* MATERIALS PROVIDED:

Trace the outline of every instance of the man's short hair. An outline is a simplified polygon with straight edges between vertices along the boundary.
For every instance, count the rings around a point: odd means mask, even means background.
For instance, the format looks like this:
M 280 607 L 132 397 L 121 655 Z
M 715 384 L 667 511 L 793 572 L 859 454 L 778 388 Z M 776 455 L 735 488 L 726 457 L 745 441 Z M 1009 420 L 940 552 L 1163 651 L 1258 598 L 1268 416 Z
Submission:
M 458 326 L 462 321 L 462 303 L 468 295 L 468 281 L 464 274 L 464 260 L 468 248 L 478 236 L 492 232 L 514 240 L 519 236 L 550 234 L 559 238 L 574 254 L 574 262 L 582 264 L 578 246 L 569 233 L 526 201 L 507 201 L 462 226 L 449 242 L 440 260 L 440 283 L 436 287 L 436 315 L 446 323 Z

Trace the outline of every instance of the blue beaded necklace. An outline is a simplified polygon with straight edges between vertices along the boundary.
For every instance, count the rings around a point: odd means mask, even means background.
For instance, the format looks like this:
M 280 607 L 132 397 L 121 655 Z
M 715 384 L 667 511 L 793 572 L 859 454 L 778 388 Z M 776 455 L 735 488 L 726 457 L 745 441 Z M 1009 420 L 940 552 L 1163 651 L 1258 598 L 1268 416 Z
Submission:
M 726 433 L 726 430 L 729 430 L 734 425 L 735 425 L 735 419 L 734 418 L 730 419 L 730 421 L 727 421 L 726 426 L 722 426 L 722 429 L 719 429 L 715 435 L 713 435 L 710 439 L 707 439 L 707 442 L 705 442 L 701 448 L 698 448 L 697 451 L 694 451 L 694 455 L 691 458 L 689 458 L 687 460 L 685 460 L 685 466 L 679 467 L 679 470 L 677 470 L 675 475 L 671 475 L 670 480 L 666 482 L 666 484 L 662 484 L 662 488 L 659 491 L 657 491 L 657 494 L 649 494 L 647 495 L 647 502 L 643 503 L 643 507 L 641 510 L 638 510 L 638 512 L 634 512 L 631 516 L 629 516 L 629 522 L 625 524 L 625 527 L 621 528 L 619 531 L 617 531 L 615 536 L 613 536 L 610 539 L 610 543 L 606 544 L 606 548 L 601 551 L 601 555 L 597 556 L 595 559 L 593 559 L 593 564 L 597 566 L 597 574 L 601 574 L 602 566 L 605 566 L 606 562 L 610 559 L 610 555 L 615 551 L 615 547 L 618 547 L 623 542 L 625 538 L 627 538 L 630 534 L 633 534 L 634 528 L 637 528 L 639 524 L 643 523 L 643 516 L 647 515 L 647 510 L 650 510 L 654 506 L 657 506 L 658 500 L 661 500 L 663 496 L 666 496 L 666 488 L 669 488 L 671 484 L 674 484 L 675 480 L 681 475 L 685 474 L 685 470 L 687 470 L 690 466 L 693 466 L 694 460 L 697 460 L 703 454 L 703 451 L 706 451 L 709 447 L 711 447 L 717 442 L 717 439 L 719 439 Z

* SHORT EXERCISE: Reproduce all of the records above, substituting "exterior" for each occurrence of "background" and leaving everything else unchanged.

* THE RESPONSE:
Trace the outline of every instance of the man's short hair. An outline is a simplified polygon with straight edges between vertices along the boundary.
For every instance, count the rings around a point: odd means mask, even means exterior.
For instance, the format looks like this:
M 280 607 L 132 397 L 121 655 Z
M 715 384 L 667 511 L 793 572 L 859 454 L 778 388 Z M 776 455 L 735 488 L 726 457 L 745 441 Z M 1009 420 L 940 552 L 1163 651 L 1258 598 L 1268 416 Z
Submission:
M 458 326 L 462 321 L 462 303 L 468 295 L 468 281 L 464 274 L 464 260 L 468 248 L 478 236 L 492 232 L 514 240 L 519 236 L 550 234 L 559 238 L 574 254 L 574 262 L 582 264 L 578 246 L 569 233 L 526 201 L 507 201 L 462 226 L 449 242 L 440 260 L 440 283 L 436 287 L 436 315 L 446 323 Z

Trace the outline of every instance of the blue beaded necklace. An outline is a simplified polygon with straight edges between vertices along the boundary.
For every instance, count the rings around a point: odd means mask, even means exterior.
For instance, the format looks like this:
M 280 607 L 132 397 L 121 655 Z
M 715 384 L 667 511 L 793 572 L 859 454 L 778 388 Z M 776 455 L 735 488 L 726 457 L 745 441 Z M 1009 420 L 940 552 L 1163 651 L 1258 598 L 1268 416 Z
Submission:
M 726 433 L 726 430 L 729 430 L 734 425 L 735 425 L 735 419 L 734 418 L 730 419 L 730 421 L 727 421 L 726 426 L 722 426 L 722 429 L 719 429 L 715 435 L 713 435 L 710 439 L 707 439 L 707 442 L 705 442 L 701 448 L 698 448 L 697 451 L 694 451 L 694 455 L 691 458 L 689 458 L 687 460 L 685 460 L 685 466 L 679 467 L 679 470 L 677 470 L 675 475 L 671 475 L 670 480 L 666 482 L 666 484 L 662 484 L 662 488 L 659 491 L 657 491 L 657 494 L 649 494 L 647 495 L 647 502 L 643 503 L 643 507 L 641 510 L 638 510 L 638 512 L 634 512 L 631 516 L 629 516 L 629 522 L 625 524 L 625 527 L 621 528 L 619 531 L 617 531 L 615 536 L 613 536 L 610 539 L 610 543 L 606 544 L 606 548 L 601 551 L 601 555 L 597 556 L 595 559 L 593 559 L 593 564 L 597 566 L 597 574 L 601 574 L 602 566 L 605 566 L 606 562 L 610 559 L 610 555 L 615 551 L 615 547 L 618 547 L 623 542 L 625 538 L 627 538 L 630 534 L 633 534 L 634 528 L 637 528 L 639 524 L 643 523 L 643 516 L 647 515 L 647 510 L 650 510 L 654 506 L 657 506 L 658 500 L 661 500 L 663 496 L 666 496 L 666 488 L 669 488 L 671 484 L 674 484 L 675 480 L 681 475 L 685 474 L 685 470 L 687 470 L 690 466 L 693 466 L 694 460 L 697 460 L 703 454 L 703 451 L 706 451 L 709 447 L 711 447 L 717 442 L 717 439 L 719 439 Z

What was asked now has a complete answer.